Text excerpt:

The fact that the entertainment sector within Australia has the worst mental health of any sector and the highest rate of suicide, is also something that we need to look at. Honestly, I think it’s productions, long-form in particular, who need to have a good look at themselves and go, “Okay, we do not need to do three hours overtime on a Friday night. Friday nights, you go home to your family. You go home to your partner. You go home to your tennis team or whatever the hell it is.”
Angela: I would love to see a production company in Australia step up to that. Not only would it be immense for their marketing and PR, but to actually trail blaze and be the instigator for real change in working conditions.
There’s an organisation in LA and New York called Moms in Film, and their goal is to advocate and lobby for parents in the film industry for shorter working hours and innovative solutions like job sharing. They’re particularly passionate about
below-the-line crew because sometimes on a big job there might be a crèche, or a nanny for the director but below-the line-crew get left behind.
Do you think this is something that could realistically work in Australia?
Sky: US working hours are way worse than ours; their standard day is 12 hours. The context of that is really important in the discussion. In Australia, the ten-hour day plus lunch is what we need. If we try to shorten it anymore, we won’t attract any international projects.

Coordinate annotation records:

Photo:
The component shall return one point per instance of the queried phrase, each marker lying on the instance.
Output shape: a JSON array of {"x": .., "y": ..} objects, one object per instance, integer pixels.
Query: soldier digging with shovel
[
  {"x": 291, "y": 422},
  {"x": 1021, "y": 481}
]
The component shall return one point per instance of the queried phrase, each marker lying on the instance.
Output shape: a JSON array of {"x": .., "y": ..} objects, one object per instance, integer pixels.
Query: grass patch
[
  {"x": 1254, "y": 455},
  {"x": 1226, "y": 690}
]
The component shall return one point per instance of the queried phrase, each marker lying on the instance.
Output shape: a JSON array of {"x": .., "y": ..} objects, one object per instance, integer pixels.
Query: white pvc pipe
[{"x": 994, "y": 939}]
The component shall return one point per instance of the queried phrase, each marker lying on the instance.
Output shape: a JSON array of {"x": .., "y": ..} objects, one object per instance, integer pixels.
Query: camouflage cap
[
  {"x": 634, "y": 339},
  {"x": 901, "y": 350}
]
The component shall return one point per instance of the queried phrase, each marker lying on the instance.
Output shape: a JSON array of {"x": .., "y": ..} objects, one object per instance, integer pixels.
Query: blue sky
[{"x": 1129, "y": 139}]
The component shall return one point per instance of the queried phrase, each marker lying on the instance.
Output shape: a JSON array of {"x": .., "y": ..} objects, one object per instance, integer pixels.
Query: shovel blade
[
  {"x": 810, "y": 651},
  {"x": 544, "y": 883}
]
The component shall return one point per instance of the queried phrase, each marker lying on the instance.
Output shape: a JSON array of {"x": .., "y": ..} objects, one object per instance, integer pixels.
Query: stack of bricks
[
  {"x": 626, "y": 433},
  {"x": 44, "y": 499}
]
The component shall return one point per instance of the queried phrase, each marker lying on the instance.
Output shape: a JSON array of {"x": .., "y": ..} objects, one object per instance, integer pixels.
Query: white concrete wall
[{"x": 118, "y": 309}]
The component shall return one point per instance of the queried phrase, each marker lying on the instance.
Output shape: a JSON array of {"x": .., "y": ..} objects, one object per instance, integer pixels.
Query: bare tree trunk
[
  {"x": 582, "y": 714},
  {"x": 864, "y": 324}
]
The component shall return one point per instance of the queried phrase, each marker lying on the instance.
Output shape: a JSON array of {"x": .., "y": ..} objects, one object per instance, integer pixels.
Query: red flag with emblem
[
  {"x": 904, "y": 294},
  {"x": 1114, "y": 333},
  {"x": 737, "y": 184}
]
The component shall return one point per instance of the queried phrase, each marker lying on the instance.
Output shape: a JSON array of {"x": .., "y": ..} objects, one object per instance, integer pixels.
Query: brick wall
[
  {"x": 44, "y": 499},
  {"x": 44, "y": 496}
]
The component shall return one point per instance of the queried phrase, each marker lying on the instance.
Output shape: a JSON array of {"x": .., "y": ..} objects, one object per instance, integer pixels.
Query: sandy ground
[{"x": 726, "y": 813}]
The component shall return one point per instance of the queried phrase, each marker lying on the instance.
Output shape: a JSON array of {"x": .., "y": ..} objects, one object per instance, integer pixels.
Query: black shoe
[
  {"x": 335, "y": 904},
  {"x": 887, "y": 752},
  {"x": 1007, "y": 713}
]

Written exercise: Please print the whole interview excerpt on film industry working hours, word for word. Rely on the interview excerpt alone, not on the entries.

Final result:
The fact that the entertainment sector within Australia has the worst mental health of any sector and the highest rate of suicide, is also something that we need to look at. Honestly, I think it’s productions, long-form in particular, who need to have a good look at themselves and go, “Okay, we do not need to do three hours overtime on a Friday night. Friday nights, you go home to your family. You go home to your partner. You go home to your tennis team or whatever the hell it is.”
Angela: I would love to see a production company in Australia step up to that. Not only would it be immense for their marketing and PR, but to actually trail blaze and be the instigator for real change in working conditions.
There’s an organisation in LA and New York called Moms in Film, and their goal is to advocate and lobby for parents in the film industry for shorter working hours and innovative solutions like job sharing. They’re particularly passionate about
below-the-line crew because sometimes on a big job there might be a crèche, or a nanny for the director but below-the line-crew get left behind.
Do you think this is something that could realistically work in Australia?
Sky: US working hours are way worse than ours; their standard day is 12 hours. The context of that is really important in the discussion. In Australia, the ten-hour day plus lunch is what we need. If we try to shorten it anymore, we won’t attract any international projects.